**Zu verarbeitende Daten**
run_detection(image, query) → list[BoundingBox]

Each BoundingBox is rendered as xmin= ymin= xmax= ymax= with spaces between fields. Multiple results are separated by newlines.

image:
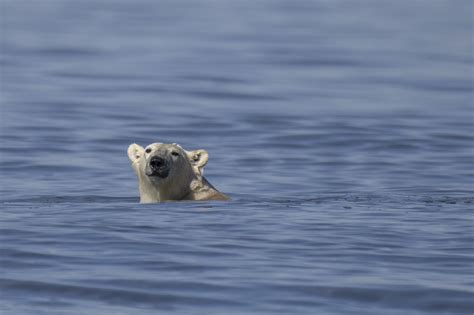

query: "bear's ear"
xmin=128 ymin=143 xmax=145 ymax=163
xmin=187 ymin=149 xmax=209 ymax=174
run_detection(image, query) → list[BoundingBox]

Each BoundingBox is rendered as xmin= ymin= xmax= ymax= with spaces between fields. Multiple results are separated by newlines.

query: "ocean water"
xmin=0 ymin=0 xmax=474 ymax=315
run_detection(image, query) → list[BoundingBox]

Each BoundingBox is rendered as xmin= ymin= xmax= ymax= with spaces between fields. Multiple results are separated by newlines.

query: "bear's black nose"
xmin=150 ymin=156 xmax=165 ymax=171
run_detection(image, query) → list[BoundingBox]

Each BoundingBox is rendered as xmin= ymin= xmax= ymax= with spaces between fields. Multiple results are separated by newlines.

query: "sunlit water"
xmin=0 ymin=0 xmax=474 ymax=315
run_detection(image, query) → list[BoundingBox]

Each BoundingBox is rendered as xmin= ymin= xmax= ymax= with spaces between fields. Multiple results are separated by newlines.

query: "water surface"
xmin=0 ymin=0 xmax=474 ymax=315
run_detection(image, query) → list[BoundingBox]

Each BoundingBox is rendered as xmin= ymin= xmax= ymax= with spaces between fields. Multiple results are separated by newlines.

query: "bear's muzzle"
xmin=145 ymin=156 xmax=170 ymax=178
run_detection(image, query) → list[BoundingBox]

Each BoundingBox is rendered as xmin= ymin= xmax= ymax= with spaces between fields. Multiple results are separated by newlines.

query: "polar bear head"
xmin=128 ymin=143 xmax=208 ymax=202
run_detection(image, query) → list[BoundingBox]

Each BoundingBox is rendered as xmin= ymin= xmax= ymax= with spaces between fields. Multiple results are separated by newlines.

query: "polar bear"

**Aufgabe und Anforderungen**
Formatiere sämtliche Zeilen der Datensätze oben als Markdown-Tabelle mit den Spalten „Nummer“ und „Zeile“ und lass dabei Leerzeilen weg. Die Bilder sollen in der Antwort nicht erscheinen.

**Antwort zur Aufgabe**
| Nummer | Zeile |
|---|---|
| 1 | run_detection(image, query) → list[BoundingBox] |
| 2 | Each BoundingBox is rendered as xmin= ymin= xmax= ymax= with spaces between fields. Multiple results are separated by newlines. |
| 3 | image: |
| 4 | query: "bear's ear" |
| 5 | xmin=128 ymin=143 xmax=145 ymax=163 |
| 6 | xmin=187 ymin=149 xmax=209 ymax=174 |
| 7 | run_detection(image, query) → list[BoundingBox] |
| 8 | Each BoundingBox is rendered as xmin= ymin= xmax= ymax= with spaces between fields. Multiple results are separated by newlines. |
| 9 | query: "ocean water" |
| 10 | xmin=0 ymin=0 xmax=474 ymax=315 |
| 11 | run_detection(image, query) → list[BoundingBox] |
| 12 | Each BoundingBox is rendered as xmin= ymin= xmax= ymax= with spaces between fields. Multiple results are separated by newlines. |
| 13 | query: "bear's black nose" |
| 14 | xmin=150 ymin=156 xmax=165 ymax=171 |
| 15 | run_detection(image, query) → list[BoundingBox] |
| 16 | Each BoundingBox is rendered as xmin= ymin= xmax= ymax= with spaces between fields. Multiple results are separated by newlines. |
| 17 | query: "sunlit water" |
| 18 | xmin=0 ymin=0 xmax=474 ymax=315 |
| 19 | run_detection(image, query) → list[BoundingBox] |
| 20 | Each BoundingBox is rendered as xmin= ymin= xmax= ymax= with spaces between fields. Multiple results are separated by newlines. |
| 21 | query: "water surface" |
| 22 | xmin=0 ymin=0 xmax=474 ymax=315 |
| 23 | run_detection(image, query) → list[BoundingBox] |
| 24 | Each BoundingBox is rendered as xmin= ymin= xmax= ymax= with spaces between fields. Multiple results are separated by newlines. |
| 25 | query: "bear's muzzle" |
| 26 | xmin=145 ymin=156 xmax=170 ymax=178 |
| 27 | run_detection(image, query) → list[BoundingBox] |
| 28 | Each BoundingBox is rendered as xmin= ymin= xmax= ymax= with spaces between fields. Multiple results are separated by newlines. |
| 29 | query: "polar bear head" |
| 30 | xmin=128 ymin=143 xmax=208 ymax=202 |
| 31 | run_detection(image, query) → list[BoundingBox] |
| 32 | Each BoundingBox is rendered as xmin= ymin= xmax= ymax= with spaces between fields. Multiple results are separated by newlines. |
| 33 | query: "polar bear" |